DESCRIPTION OF THE TASK
In the text about Artaud's trip to Ireland, what happened to Artaud after he retaliated against the two crew members on his return trip?

EXCERPT TO READ
--- START ---

In 1937, Artaud returned to France where he obtained a walking stick of knotted wood that he believed belonged to St. Patrick, but also Lucifer and Jesus Christ. Artaud traveled to Ireland in an effort to return the staff, though he spoke very little English and was unable to make himself understood. The majority of his trip was spent in a hotel room that he was unable to pay for. On his return trip, Artaud believed he was being attacked by two crew members and retaliated; he was arrested and put in a straitjacket.

--- END ---

DATA SUPPLIED
--- START ---

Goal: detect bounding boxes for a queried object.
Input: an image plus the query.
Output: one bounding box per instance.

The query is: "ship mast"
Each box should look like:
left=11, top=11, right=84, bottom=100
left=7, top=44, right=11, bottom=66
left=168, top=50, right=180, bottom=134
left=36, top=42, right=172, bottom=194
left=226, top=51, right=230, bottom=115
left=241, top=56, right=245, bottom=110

--- END ---

RESPONSE BELOW
He was arrested and put in a straitjacket.